● **Source records**:

* * * *

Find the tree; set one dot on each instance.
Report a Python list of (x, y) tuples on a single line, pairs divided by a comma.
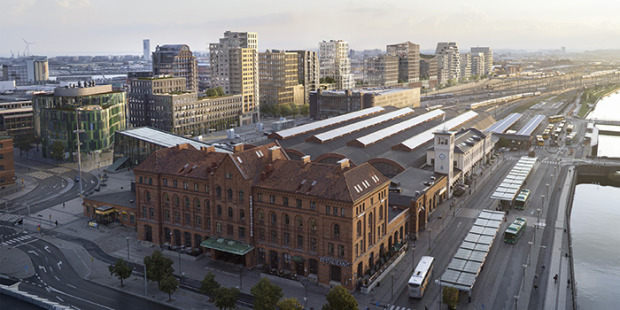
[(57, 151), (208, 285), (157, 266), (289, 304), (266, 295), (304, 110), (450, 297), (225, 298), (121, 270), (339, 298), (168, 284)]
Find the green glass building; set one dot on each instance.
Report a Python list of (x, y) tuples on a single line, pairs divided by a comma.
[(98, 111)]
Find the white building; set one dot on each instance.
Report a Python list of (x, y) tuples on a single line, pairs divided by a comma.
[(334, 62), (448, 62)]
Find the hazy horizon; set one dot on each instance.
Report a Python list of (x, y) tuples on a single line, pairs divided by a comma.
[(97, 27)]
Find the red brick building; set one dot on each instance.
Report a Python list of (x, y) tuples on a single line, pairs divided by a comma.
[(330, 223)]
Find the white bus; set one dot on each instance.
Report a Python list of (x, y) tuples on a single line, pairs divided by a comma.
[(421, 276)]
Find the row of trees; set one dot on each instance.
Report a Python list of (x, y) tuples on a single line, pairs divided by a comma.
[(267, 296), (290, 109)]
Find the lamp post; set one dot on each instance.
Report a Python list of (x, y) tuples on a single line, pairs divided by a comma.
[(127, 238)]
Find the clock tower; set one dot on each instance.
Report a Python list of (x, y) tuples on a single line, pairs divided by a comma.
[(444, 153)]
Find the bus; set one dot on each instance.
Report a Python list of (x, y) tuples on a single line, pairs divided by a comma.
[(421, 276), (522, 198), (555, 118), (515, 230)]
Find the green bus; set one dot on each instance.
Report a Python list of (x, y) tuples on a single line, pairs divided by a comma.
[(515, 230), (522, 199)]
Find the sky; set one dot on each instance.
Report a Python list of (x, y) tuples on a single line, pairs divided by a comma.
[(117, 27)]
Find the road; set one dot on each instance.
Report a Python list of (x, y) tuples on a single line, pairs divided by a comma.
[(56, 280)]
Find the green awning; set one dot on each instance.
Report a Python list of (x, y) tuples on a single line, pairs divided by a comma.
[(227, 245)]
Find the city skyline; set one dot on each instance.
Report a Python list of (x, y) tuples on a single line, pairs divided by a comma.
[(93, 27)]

* * * *

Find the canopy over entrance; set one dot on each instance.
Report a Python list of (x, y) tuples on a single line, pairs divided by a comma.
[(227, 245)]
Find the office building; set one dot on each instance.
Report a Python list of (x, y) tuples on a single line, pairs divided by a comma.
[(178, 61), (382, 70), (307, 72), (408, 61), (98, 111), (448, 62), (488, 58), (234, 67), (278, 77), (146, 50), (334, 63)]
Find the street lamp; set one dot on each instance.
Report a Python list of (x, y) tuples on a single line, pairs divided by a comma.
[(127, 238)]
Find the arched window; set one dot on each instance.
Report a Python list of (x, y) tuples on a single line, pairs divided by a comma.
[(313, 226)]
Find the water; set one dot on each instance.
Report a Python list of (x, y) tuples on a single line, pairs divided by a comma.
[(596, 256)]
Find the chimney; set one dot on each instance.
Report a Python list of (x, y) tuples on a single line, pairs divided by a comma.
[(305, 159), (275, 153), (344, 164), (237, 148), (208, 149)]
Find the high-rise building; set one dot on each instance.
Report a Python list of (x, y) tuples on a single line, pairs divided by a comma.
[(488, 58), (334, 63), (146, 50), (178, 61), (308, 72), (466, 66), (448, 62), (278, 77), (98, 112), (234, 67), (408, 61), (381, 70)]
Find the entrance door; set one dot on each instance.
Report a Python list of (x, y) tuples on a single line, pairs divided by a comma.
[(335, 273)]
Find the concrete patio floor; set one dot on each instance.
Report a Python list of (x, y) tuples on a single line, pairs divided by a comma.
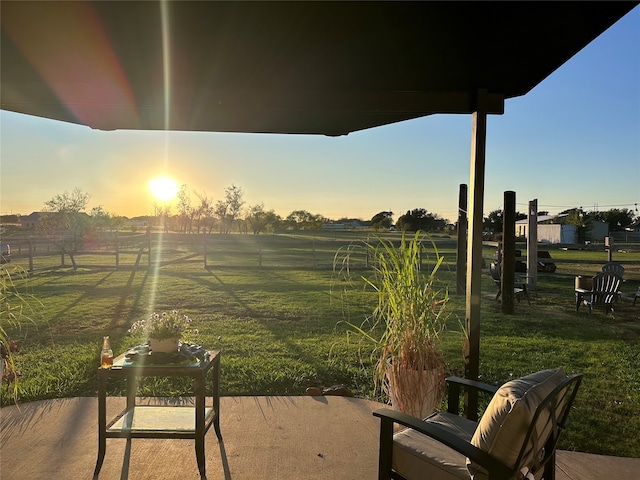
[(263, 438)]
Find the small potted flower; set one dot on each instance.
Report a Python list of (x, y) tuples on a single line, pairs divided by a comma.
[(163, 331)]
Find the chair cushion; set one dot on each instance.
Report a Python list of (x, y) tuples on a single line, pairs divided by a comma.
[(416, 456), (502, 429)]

* * * *

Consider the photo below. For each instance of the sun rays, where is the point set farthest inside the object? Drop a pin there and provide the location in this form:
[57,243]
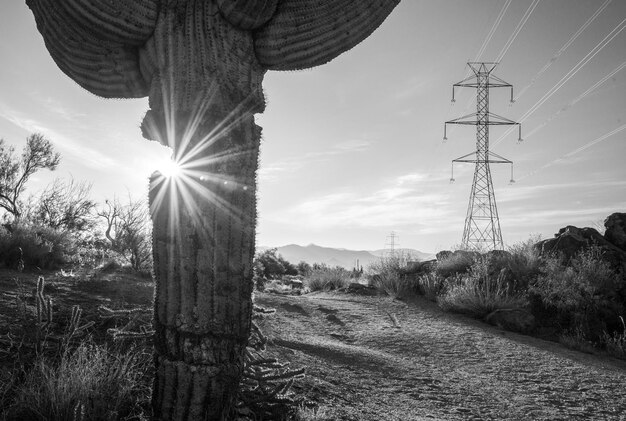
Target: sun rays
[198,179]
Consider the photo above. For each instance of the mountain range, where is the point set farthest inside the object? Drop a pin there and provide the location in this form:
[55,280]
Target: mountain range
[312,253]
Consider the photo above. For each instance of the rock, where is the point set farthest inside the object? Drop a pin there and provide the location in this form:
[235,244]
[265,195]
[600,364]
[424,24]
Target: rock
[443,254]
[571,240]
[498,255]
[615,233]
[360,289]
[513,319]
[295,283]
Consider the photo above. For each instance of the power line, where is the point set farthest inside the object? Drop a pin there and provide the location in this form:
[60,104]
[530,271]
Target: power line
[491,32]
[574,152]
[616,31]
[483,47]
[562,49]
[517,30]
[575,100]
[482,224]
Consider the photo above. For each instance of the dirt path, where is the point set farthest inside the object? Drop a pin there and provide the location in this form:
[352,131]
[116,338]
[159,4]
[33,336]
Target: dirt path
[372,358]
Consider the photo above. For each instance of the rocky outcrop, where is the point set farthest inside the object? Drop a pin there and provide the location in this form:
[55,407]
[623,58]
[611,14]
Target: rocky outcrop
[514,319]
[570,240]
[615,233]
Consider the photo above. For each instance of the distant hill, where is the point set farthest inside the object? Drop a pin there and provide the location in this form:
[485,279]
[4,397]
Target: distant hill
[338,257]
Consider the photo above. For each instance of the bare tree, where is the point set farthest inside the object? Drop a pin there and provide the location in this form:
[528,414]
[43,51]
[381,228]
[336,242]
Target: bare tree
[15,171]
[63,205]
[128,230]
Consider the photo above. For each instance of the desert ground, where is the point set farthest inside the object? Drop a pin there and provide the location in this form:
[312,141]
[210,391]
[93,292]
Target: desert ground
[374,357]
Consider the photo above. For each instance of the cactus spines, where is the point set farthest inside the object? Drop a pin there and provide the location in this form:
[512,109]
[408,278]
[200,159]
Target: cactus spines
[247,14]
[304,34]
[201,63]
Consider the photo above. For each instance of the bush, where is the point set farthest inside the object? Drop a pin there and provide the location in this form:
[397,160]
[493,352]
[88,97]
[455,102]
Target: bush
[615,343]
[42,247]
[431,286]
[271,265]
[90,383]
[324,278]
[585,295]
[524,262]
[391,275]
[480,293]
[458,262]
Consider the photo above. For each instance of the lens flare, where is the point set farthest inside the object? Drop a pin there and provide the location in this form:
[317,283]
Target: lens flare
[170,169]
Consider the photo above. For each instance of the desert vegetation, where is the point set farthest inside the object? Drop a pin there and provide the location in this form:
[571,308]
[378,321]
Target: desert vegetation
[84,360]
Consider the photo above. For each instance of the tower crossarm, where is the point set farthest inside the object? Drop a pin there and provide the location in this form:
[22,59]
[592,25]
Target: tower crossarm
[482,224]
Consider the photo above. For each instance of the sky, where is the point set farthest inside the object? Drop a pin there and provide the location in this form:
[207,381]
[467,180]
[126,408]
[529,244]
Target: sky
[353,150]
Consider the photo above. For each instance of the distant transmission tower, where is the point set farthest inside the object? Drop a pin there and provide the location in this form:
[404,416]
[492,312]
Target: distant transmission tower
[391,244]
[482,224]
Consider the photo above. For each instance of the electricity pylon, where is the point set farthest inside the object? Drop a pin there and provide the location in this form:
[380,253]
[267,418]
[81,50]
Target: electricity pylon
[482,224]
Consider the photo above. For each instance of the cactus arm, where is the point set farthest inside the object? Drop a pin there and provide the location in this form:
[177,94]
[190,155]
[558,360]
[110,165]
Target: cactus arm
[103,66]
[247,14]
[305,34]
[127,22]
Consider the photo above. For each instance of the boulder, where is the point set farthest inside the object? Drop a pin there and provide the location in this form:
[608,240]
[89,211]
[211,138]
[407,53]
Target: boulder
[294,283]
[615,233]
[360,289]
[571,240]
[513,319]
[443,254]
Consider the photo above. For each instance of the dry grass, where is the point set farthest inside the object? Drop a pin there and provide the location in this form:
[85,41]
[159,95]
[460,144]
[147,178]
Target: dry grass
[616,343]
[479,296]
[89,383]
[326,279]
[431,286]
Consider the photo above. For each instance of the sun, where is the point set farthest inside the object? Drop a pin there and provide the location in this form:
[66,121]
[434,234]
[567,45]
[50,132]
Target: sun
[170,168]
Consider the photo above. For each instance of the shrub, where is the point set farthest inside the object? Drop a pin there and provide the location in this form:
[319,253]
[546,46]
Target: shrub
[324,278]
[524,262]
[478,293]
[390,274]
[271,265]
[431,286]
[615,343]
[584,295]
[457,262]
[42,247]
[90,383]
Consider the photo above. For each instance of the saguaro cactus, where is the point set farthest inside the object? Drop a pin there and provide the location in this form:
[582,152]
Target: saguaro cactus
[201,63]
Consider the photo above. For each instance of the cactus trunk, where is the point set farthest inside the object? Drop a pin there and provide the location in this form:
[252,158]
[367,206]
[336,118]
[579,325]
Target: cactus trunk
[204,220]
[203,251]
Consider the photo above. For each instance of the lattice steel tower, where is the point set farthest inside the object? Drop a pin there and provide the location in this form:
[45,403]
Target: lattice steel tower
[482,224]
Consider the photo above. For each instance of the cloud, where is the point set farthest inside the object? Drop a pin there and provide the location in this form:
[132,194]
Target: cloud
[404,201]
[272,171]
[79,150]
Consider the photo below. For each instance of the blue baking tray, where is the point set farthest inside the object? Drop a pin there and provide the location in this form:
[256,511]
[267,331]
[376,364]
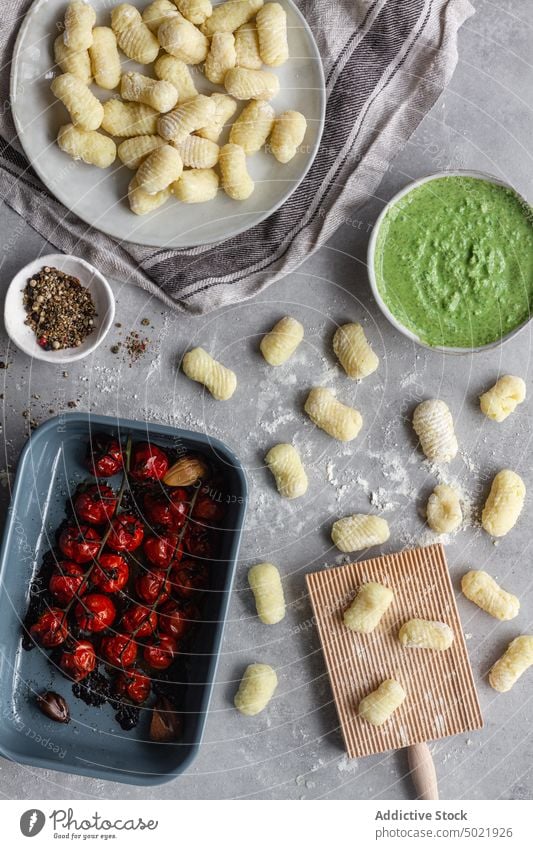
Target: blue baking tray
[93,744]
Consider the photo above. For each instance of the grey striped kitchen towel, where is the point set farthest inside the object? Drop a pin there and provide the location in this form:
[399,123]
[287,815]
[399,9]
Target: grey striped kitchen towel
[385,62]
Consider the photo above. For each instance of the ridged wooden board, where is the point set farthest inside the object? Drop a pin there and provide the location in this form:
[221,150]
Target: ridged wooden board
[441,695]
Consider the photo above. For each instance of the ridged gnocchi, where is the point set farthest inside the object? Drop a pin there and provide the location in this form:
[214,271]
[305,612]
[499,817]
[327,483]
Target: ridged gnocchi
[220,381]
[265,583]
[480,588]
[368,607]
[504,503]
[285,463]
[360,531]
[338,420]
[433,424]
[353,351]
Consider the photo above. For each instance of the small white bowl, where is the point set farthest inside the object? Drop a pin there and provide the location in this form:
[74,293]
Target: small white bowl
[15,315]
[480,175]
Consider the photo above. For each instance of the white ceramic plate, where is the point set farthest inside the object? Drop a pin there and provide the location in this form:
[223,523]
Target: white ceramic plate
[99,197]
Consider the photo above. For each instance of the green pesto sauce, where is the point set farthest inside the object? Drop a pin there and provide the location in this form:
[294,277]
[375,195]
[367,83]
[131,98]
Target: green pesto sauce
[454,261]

* * * *

● **What is expected**: Each line that includes the string "entrance" should be copied from the data.

● **Solution to this problem**:
Find the canopy over entrance; set one dot on each instance.
Find the entrance door; set one dot on each instance.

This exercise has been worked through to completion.